It’s a simple question, yet one that invariably would return multiple answers depending on who you polled. 

FanDuel Sportsbook recently updated its title odd for next season, with 11 teams holding odds at +2800 or better. 

Georgia (+300)
Ohio State (+480)
Texas (+700)
Oregon (+850)
Alabama (+1300)
LSU (+1500)
Ole Miss (+1500)
Michigan (+1700)
Penn State (+2200)
Notre Dame (+2200)
Florida State (+2800)

But in an ode to Miracle Max in The Princess Bride, there’s a big difference between making the playoff and winning the playoff.

How many of those teams — or even others ranked right below them like Clemson, Tennessee, Missouri or USC — can win the 2024 national title?

It’s a shorter list than you probably think. 

College football’s newly expanded 12-team playoff will absolutely give more programs the potential idea of winning a championship. The Group of 5 won’t be ignored. The Big 12 will be represented. The ACC won’t get screwed. 

But dreams of your favorite school making a similarly fun, miracle run through the tournament like DJ Burns Jr. and NC State during this year’s March Madness would be just that. A dream.

(Dataset entries)

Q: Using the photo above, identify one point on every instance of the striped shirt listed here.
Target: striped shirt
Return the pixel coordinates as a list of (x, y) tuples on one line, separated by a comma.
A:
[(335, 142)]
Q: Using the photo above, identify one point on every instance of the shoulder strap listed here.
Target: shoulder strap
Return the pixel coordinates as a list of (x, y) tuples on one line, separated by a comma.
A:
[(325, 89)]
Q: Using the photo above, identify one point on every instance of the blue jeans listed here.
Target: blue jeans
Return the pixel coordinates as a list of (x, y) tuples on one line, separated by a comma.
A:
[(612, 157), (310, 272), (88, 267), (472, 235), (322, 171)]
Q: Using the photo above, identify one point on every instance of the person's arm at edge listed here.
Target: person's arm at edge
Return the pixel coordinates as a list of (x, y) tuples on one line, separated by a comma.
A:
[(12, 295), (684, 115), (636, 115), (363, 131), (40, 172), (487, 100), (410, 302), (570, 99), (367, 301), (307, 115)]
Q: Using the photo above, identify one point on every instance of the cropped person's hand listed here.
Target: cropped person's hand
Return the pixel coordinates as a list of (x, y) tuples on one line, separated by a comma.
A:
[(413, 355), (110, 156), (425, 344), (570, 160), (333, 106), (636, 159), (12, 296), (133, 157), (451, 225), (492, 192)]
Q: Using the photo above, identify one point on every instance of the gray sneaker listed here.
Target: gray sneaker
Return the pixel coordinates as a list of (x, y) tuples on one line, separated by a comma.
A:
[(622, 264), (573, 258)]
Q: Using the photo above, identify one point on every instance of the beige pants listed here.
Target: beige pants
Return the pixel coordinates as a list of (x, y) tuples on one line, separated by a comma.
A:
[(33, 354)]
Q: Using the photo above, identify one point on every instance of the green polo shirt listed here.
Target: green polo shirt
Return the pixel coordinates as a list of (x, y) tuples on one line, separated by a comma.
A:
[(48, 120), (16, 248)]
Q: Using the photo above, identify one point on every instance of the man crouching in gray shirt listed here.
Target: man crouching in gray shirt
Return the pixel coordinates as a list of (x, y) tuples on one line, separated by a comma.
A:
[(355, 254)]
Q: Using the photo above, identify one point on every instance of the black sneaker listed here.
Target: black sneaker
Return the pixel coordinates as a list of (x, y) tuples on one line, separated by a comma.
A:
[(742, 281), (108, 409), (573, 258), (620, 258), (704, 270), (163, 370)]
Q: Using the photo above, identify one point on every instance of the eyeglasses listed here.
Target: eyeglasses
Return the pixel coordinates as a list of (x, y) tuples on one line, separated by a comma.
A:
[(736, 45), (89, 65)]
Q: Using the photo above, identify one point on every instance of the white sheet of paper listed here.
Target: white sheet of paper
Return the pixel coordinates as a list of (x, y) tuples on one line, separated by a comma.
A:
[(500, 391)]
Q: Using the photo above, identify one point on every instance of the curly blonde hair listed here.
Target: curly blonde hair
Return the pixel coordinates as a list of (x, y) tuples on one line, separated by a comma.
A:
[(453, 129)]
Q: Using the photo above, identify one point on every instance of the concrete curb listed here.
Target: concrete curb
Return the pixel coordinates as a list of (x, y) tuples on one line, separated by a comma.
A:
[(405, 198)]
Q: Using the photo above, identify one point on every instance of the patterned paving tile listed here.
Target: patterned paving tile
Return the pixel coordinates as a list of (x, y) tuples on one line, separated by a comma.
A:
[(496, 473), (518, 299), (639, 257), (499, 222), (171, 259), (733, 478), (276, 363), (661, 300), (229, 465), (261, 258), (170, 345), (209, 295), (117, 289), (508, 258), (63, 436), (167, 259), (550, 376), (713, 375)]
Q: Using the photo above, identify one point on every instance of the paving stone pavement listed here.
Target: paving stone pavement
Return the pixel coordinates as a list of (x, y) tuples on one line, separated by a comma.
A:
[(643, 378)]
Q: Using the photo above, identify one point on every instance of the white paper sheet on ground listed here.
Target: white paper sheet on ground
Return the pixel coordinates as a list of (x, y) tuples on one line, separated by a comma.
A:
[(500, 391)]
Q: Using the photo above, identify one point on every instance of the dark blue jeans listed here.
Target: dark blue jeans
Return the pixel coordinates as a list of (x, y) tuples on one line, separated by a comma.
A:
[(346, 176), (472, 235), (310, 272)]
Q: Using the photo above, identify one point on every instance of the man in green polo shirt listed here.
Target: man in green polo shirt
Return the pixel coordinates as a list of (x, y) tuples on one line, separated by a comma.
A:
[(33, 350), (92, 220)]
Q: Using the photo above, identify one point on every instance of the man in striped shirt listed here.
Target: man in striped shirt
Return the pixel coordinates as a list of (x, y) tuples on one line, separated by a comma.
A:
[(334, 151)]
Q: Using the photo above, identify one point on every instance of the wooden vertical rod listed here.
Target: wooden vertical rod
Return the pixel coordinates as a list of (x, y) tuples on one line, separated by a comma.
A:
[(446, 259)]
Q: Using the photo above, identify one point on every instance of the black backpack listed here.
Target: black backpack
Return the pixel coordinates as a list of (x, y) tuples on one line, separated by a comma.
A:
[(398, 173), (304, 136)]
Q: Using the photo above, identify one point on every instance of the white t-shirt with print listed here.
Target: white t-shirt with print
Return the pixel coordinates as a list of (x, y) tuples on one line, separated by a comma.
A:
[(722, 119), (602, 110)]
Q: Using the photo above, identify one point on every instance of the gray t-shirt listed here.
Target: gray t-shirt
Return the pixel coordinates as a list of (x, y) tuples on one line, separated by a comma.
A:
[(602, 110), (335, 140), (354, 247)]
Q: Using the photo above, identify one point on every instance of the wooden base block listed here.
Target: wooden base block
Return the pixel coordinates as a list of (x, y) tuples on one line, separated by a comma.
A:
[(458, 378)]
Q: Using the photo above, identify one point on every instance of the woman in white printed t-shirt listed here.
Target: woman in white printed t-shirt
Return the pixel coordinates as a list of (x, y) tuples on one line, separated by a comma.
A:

**To be done:** Retype the college football title odds passage above in full, word for word.

**Task result:**
It’s a simple question, yet one that invariably would return multiple answers depending on who you polled. 

FanDuel Sportsbook recently updated its title odd for next season, with 11 teams holding odds at +2800 or better. 

Georgia (+300)
Ohio State (+480)
Texas (+700)
Oregon (+850)
Alabama (+1300)
LSU (+1500)
Ole Miss (+1500)
Michigan (+1700)
Penn State (+2200)
Notre Dame (+2200)
Florida State (+2800)

But in an ode to Miracle Max in The Princess Bride, there’s a big difference between making the playoff and winning the playoff.

How many of those teams — or even others ranked right below them like Clemson, Tennessee, Missouri or USC — can win the 2024 national title?

It’s a shorter list than you probably think. 

College football’s newly expanded 12-team playoff will absolutely give more programs the potential idea of winning a championship. The Group of 5 won’t be ignored. The Big 12 will be represented. The ACC won’t get screwed. 

But dreams of your favorite school making a similarly fun, miracle run through the tournament like DJ Burns Jr. and NC State during this year’s March Madness would be just that. A dream.